What to produce: Report every line in the data below that contains the word "brick", copying each such line in full.
--- start of Input rows ---
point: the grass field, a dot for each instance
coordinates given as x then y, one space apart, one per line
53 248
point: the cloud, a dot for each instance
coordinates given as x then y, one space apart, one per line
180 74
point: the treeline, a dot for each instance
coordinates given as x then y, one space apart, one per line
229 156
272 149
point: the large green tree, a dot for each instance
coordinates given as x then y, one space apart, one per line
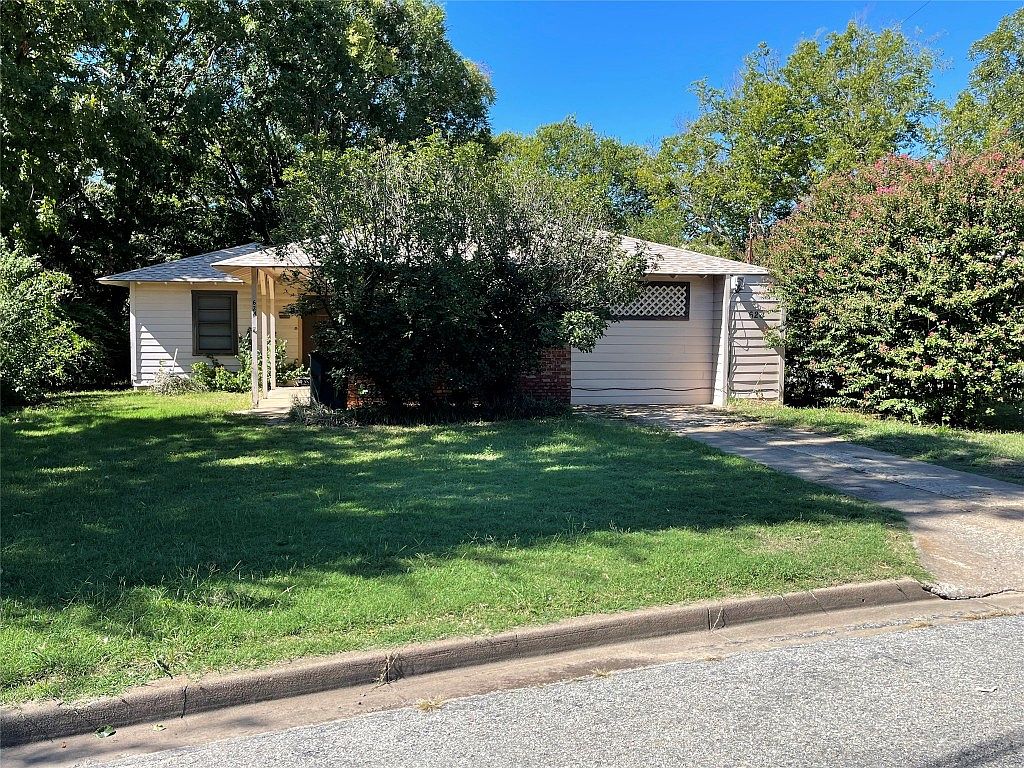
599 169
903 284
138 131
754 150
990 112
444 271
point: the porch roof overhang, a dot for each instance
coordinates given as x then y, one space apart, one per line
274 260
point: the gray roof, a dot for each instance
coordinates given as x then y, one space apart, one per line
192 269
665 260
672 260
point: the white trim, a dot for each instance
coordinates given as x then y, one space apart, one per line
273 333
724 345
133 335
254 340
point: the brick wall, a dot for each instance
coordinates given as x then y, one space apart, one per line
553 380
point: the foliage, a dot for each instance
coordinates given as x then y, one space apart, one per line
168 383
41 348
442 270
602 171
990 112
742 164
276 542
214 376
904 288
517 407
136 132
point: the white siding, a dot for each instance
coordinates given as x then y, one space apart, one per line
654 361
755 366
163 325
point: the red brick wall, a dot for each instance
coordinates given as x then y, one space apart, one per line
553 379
--- end of Input rows ---
--- start of Input rows ---
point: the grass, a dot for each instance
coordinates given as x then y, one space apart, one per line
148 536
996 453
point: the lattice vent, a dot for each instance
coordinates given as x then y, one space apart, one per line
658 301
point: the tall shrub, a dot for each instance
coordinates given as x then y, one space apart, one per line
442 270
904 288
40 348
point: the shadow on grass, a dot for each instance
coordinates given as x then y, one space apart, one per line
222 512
--- end of Input rows ---
Written solution:
point: the brick wall, a dot for each instance
point: the red brick wall, a dot for each instance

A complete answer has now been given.